* SHORT TASK:
Transcribe the lines exactly, beginning with the one that contains "Put a point on the flutter" and ending with the final line of the records. Do not transcribe pictures.

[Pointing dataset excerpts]
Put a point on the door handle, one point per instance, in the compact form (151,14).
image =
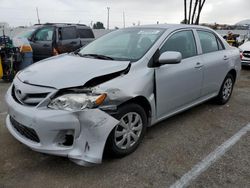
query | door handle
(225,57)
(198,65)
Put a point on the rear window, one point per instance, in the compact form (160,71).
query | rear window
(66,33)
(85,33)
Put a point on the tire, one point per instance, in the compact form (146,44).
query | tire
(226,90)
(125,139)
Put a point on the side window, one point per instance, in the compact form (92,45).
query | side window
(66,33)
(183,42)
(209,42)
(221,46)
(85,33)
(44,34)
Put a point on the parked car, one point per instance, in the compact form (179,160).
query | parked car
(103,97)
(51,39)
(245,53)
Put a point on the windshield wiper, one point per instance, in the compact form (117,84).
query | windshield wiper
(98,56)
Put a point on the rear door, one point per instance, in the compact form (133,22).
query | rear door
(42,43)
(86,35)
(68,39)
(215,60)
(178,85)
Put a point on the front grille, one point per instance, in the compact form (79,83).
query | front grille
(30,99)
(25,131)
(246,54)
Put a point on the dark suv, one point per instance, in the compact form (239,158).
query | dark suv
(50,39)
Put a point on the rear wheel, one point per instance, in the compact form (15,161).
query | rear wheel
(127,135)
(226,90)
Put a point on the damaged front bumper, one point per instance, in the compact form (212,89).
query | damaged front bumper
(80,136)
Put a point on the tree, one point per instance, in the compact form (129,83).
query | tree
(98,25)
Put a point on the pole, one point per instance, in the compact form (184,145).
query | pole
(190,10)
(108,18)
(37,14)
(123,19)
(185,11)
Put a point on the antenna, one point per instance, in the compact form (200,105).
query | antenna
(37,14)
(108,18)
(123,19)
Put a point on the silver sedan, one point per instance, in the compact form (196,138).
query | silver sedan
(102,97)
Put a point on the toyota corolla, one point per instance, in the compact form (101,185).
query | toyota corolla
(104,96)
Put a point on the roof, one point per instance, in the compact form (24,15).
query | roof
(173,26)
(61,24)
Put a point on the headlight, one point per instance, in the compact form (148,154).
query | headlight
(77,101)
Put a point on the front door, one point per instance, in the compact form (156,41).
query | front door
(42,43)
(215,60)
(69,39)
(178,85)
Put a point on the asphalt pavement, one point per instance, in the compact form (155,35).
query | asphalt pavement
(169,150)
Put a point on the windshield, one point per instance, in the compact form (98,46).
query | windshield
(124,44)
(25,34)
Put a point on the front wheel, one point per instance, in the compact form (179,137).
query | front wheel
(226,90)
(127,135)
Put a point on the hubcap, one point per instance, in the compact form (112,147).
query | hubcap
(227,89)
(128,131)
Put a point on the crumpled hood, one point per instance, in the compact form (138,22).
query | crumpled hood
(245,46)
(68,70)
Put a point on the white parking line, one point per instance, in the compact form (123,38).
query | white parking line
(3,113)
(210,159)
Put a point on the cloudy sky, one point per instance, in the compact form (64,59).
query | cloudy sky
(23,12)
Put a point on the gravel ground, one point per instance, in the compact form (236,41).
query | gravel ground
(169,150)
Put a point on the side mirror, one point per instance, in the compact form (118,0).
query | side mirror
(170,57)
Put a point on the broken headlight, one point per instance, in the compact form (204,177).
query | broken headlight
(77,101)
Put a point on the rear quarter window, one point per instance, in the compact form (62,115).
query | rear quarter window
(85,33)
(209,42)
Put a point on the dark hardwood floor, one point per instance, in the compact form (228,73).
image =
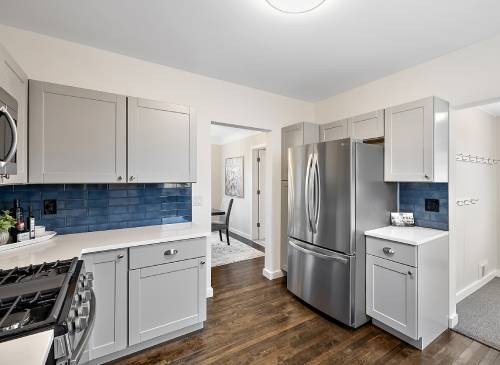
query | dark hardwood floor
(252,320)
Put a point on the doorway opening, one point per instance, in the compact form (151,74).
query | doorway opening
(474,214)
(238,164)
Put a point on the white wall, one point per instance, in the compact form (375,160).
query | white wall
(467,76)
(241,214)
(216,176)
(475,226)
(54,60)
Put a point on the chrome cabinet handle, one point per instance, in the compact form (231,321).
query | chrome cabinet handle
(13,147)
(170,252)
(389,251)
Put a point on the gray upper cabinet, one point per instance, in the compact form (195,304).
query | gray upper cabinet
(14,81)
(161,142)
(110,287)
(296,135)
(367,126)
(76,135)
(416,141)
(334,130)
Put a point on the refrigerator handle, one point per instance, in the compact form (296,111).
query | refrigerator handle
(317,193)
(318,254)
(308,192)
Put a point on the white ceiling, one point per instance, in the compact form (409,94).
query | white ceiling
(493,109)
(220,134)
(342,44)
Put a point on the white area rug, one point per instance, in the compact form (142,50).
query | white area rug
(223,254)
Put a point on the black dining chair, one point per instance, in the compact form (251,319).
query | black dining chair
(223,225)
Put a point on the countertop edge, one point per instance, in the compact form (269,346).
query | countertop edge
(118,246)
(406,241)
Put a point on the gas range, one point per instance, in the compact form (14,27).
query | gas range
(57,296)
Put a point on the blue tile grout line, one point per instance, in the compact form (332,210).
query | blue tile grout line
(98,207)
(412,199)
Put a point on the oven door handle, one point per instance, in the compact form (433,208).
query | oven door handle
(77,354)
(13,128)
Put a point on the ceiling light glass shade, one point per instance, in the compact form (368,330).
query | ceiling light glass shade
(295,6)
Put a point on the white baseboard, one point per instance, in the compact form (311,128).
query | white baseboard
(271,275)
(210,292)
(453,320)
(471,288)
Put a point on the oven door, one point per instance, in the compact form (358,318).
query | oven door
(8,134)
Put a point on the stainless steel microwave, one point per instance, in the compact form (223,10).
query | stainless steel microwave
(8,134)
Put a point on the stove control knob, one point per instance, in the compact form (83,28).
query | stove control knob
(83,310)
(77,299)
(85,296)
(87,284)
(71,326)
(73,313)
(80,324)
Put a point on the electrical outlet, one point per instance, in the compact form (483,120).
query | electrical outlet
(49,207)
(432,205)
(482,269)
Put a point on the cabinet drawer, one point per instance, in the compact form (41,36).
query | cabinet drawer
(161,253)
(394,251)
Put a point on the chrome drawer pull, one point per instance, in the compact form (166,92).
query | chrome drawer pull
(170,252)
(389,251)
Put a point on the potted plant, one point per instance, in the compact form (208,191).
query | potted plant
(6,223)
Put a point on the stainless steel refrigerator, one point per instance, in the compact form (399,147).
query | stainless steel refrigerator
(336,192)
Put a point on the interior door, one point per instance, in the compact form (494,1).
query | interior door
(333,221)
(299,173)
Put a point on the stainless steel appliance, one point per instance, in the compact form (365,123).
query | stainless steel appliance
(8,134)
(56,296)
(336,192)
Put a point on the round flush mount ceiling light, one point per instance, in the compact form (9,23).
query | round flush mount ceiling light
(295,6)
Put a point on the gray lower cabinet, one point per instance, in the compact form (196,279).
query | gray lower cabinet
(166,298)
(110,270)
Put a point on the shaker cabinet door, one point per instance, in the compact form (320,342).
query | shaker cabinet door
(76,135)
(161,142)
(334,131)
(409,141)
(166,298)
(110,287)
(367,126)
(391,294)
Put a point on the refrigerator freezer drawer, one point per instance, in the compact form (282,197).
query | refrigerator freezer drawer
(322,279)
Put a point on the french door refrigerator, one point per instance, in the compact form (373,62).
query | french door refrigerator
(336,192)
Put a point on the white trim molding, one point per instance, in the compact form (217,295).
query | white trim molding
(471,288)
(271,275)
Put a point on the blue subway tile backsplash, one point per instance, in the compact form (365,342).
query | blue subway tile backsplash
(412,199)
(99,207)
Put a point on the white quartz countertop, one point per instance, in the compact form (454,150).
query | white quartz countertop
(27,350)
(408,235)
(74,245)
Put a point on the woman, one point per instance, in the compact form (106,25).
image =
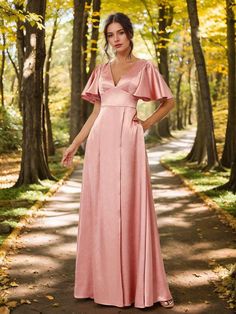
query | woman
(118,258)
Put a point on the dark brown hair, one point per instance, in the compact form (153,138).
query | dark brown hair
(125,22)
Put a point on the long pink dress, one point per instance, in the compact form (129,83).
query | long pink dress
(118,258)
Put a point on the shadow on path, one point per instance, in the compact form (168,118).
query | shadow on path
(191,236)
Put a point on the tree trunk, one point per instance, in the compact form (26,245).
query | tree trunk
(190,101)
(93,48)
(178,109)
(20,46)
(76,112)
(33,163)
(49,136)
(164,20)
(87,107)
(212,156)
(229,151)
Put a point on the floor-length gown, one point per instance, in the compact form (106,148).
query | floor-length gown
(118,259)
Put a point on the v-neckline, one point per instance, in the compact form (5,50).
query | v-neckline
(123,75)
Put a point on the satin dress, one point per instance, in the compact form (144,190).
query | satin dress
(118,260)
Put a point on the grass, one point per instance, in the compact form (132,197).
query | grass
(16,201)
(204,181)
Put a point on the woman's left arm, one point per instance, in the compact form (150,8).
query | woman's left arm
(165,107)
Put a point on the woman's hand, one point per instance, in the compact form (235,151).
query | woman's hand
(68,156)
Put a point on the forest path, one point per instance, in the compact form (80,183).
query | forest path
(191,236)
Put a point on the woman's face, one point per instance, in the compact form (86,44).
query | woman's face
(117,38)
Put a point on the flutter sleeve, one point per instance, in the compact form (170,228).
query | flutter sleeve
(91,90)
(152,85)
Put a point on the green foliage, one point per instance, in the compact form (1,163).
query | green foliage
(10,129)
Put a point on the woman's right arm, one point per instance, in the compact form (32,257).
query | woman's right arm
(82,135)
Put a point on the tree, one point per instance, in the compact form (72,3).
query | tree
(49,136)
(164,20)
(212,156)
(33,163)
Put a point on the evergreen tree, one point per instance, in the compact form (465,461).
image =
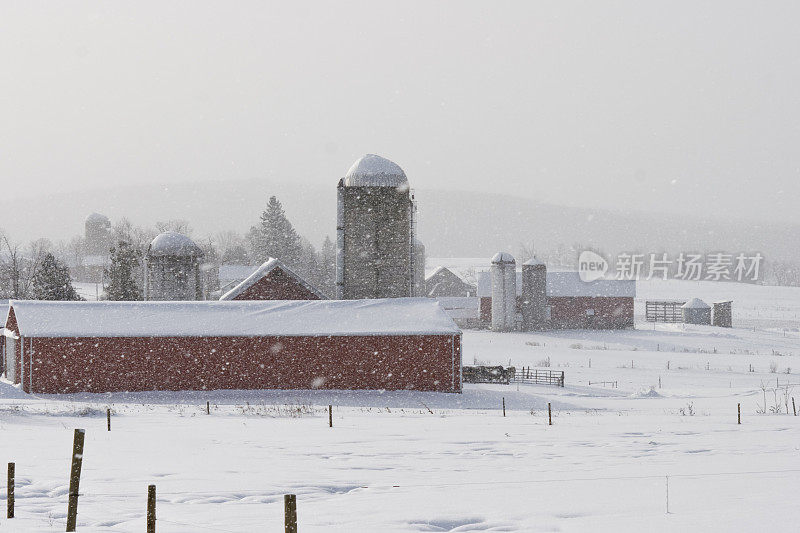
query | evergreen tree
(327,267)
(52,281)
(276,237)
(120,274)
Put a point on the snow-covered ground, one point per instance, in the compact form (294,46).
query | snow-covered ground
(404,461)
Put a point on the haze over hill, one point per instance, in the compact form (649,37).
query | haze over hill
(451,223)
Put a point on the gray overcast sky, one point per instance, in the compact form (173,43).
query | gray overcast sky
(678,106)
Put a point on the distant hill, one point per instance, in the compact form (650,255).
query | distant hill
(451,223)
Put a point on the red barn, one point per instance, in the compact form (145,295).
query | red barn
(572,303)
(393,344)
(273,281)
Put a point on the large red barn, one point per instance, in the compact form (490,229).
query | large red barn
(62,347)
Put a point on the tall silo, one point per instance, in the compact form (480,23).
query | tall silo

* THE REPLY:
Put a point on the flutter sleeve, one point per instance, in the compact form (170,228).
query | flutter sleeve
(91,90)
(152,85)
Put a point on the green foliage, one point per instance, in the compact form (1,163).
query | green foliage
(10,129)
Put a point on the woman's right arm, one point per instance, in the compact form (32,257).
query | woman's right arm
(82,135)
Put a point on the tree, one point per instance, in the compact form (72,3).
query | tree
(49,136)
(164,20)
(212,156)
(33,163)
Put a point on the evergreen tree, one point per instance, in the compact form (465,461).
image =
query | evergreen tree
(327,267)
(52,281)
(276,237)
(120,274)
Put a point on the snow-covered ground, one point per instance, in the compact form (294,46).
query | snow-covered ground
(404,461)
Put a point on the haze over hill, one point per instance, in the compact form (649,37).
query | haze over hill
(451,223)
Put a point on the gray overcast sky, one point per instance, in the compact form (173,43).
query | gray overcast sky
(678,106)
Put a point on the distant hill, one point per instance, in the compact form (650,255).
query | distant hill
(451,223)
Put a point on the red barn, one point per instance, in the compact form (145,295).
query | red barn
(572,303)
(393,344)
(273,281)
Put a point on the large red barn, one point per instance, in the compact form (490,229).
query | large red barn
(62,347)
Put a point on the tall silo, one point per instance, in the compact form (480,23).
query | tall silo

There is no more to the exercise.